• **EXERCISE DIRECTIONS**: Set out the data below as a numbered list, one entry per line, skipping blank lines and leaving out the pictures.

• **EXERCISE DATA**:
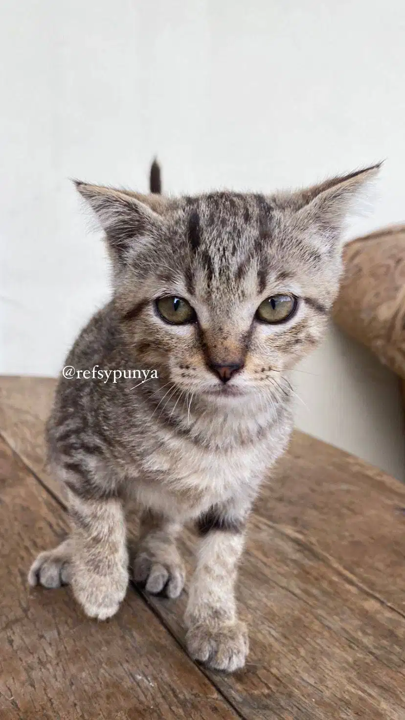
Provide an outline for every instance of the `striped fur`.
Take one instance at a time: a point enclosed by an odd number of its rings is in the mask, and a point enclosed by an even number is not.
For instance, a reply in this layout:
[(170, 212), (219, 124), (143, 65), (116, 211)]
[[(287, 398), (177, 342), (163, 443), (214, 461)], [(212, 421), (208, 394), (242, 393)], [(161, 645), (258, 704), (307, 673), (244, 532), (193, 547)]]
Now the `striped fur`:
[[(116, 612), (128, 580), (125, 508), (135, 500), (135, 579), (177, 597), (184, 573), (176, 538), (193, 525), (200, 539), (187, 647), (211, 667), (242, 667), (248, 641), (234, 584), (244, 527), (290, 435), (288, 369), (319, 341), (337, 291), (348, 204), (375, 171), (269, 197), (168, 199), (77, 184), (104, 229), (114, 293), (66, 364), (156, 369), (159, 377), (60, 380), (48, 443), (72, 534), (41, 554), (31, 584), (70, 582), (88, 615)], [(156, 193), (156, 166), (152, 174)], [(256, 321), (259, 304), (280, 292), (298, 298), (293, 317)], [(166, 295), (186, 299), (197, 322), (163, 322), (154, 301)], [(224, 364), (239, 368), (225, 387), (213, 372)]]

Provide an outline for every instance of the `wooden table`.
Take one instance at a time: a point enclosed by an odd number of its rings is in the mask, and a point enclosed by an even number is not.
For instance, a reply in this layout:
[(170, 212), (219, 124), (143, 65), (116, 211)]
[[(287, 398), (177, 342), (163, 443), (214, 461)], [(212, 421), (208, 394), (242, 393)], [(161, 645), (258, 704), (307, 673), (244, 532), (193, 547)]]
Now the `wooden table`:
[[(28, 588), (32, 559), (68, 528), (44, 469), (54, 387), (0, 379), (1, 720), (404, 720), (405, 486), (295, 433), (241, 567), (248, 664), (210, 672), (184, 649), (184, 594), (130, 588), (97, 623), (68, 588)], [(192, 536), (182, 544), (190, 567)]]

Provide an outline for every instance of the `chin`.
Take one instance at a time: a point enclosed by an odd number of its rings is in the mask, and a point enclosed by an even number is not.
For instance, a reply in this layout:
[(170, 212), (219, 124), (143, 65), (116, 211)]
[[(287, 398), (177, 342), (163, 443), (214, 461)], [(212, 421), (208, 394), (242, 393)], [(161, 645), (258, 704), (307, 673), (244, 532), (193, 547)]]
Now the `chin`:
[(216, 397), (218, 400), (237, 400), (249, 395), (249, 391), (238, 387), (237, 385), (215, 385), (210, 390), (205, 390), (204, 395), (208, 397)]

• **RESULT OF THIS EXERCISE**:
1. Provide an outline for every instance of the `striped fur`.
2. Take one instance at a time: a point enclosed by an odd number of its rings is in the mask, and a point enclosed by an even number is not.
3. For instance, a reply in this layout:
4. [(170, 212), (219, 124), (143, 65), (116, 211)]
5. [[(287, 398), (177, 342), (163, 443), (214, 461)], [(212, 421), (208, 394), (242, 393)], [(161, 645), (258, 704), (307, 673), (244, 532), (193, 547)]]
6. Now the `striped fur`:
7. [[(116, 612), (128, 580), (125, 508), (135, 500), (135, 579), (177, 597), (184, 573), (176, 538), (193, 525), (200, 539), (187, 647), (211, 667), (242, 667), (248, 641), (234, 584), (244, 527), (290, 435), (288, 369), (319, 341), (337, 291), (348, 204), (375, 171), (269, 197), (168, 199), (77, 184), (104, 229), (114, 293), (66, 364), (156, 369), (159, 377), (60, 380), (48, 443), (72, 534), (41, 554), (31, 584), (70, 582), (88, 615)], [(156, 193), (156, 166), (152, 174)], [(256, 321), (259, 304), (280, 292), (298, 298), (293, 317)], [(166, 295), (186, 299), (197, 322), (163, 322), (154, 301)], [(224, 364), (239, 368), (225, 387), (213, 372)]]
8. Provide an outline for every instance of the `wooden table`.
9. Take one instance at a time: a point enclosed by an odd number of its rings is in the mask, and a point enclosed by an even number is not.
10. For instance, a reply in this layout:
11. [(170, 212), (219, 124), (143, 65), (116, 211)]
12. [[(287, 398), (177, 342), (163, 443), (214, 461)], [(212, 421), (208, 394), (242, 393)], [(161, 645), (258, 704), (307, 673), (244, 532), (193, 547)]]
13. Now the `wooden table`:
14. [[(28, 588), (32, 559), (68, 528), (44, 469), (54, 387), (0, 379), (1, 720), (404, 720), (405, 486), (295, 433), (241, 567), (248, 664), (210, 672), (184, 649), (184, 594), (130, 588), (97, 623), (68, 588)], [(192, 536), (182, 544), (190, 567)]]
15. Provide an outline for every instance of the `chin`.
16. Take one instance at a time: a point enclosed by an odd number of its rings is in the mask, and a point enclosed by an even number is not.
17. For instance, a reply in this layout:
18. [(170, 212), (219, 124), (143, 65), (116, 211)]
19. [[(287, 398), (177, 342), (163, 443), (214, 461)], [(212, 421), (208, 394), (242, 393)], [(161, 645), (258, 704), (307, 673), (244, 532), (193, 547)]]
20. Now the `chin`:
21. [(216, 397), (218, 400), (237, 400), (249, 395), (249, 391), (238, 387), (237, 385), (215, 385), (210, 390), (205, 390), (204, 395), (208, 397)]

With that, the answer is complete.